#### [Problem details]
Take the entries that follow and write them out again, word for word.

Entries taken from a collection
—————

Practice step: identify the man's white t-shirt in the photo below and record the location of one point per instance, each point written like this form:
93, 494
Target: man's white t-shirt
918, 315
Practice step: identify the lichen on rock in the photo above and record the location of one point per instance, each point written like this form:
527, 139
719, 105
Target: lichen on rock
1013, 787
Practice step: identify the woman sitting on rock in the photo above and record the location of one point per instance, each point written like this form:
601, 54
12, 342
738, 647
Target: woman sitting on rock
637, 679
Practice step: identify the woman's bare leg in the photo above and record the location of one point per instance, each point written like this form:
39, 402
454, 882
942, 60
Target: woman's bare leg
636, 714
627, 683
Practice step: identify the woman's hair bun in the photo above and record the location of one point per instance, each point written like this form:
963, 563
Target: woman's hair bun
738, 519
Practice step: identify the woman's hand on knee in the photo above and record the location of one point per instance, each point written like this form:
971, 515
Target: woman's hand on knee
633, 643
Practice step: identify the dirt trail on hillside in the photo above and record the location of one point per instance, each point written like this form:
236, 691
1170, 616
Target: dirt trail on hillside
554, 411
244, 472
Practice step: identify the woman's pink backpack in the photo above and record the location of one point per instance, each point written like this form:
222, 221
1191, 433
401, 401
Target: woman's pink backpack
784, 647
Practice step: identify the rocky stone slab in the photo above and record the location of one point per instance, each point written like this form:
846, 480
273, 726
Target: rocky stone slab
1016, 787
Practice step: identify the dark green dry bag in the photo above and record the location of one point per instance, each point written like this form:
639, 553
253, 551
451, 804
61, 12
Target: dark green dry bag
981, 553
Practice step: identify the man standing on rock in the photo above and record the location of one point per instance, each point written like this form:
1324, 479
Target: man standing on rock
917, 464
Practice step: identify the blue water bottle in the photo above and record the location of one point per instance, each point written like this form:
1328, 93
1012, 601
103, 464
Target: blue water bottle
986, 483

—————

#### [Answer to the exercise]
Practice step: identify the man's white t-shirt in the photo below and record the location of one point per instance, each point written like this form:
93, 494
Target: man's white t-shirt
918, 315
Practice step: identify the lichen on rock in the photo above and record the location of one point per instance, each point written like this form:
527, 139
719, 105
Target: lichen on rock
1013, 787
Practice step: identify the woman sitting on rock in the photo above and record the location of one point per instance, each point written like this form:
601, 54
12, 342
738, 647
Target: woman sitting on rock
637, 679
Practice step: identify the woman's bare leg in the photo above and record the location of one point per instance, each point written like this form:
39, 402
454, 882
942, 60
Target: woman's bare leg
636, 714
627, 683
Practice step: identify the woman's hair bun in the photo above and record the location of one point per instance, each point written like this form:
963, 563
Target: woman's hair bun
738, 519
Practice step: identify the woman's hand on knee in the photo above and record the location of one point per instance, each point written like this form:
971, 515
Target: woman's hand on knee
633, 643
Practice step: identify the dirt trail on hillside in the photo above and record the location of one point per instance, each point written like this form:
236, 691
1170, 616
Target: dirt trail on hillside
554, 411
244, 472
Practice step: identify the woman's pink backpack in the photo above and record the location of one point per instance, each point written like this form:
222, 221
1191, 433
401, 401
Target: woman's pink backpack
784, 647
Practice step: identify the rocky stone slab in the photo above and record the location of one point per instance, each point written like this form:
846, 480
273, 726
Target: rocky stone slab
1016, 787
Practice step: identify the dark green dry bag in the photo above and record the location of one point per instance, each point written like this form:
639, 553
253, 551
451, 804
61, 12
Target: dark green dry bag
981, 553
Practice step: identify the man standing on rock in the photo above and record the location of one point per instance, each point written like this form:
1324, 479
Target: man standing on rock
917, 464
Practice step: identify the blue water bottle in the photo above and record the location of one point per instance, each point written like this form:
1328, 93
1012, 601
103, 464
Target: blue water bottle
986, 483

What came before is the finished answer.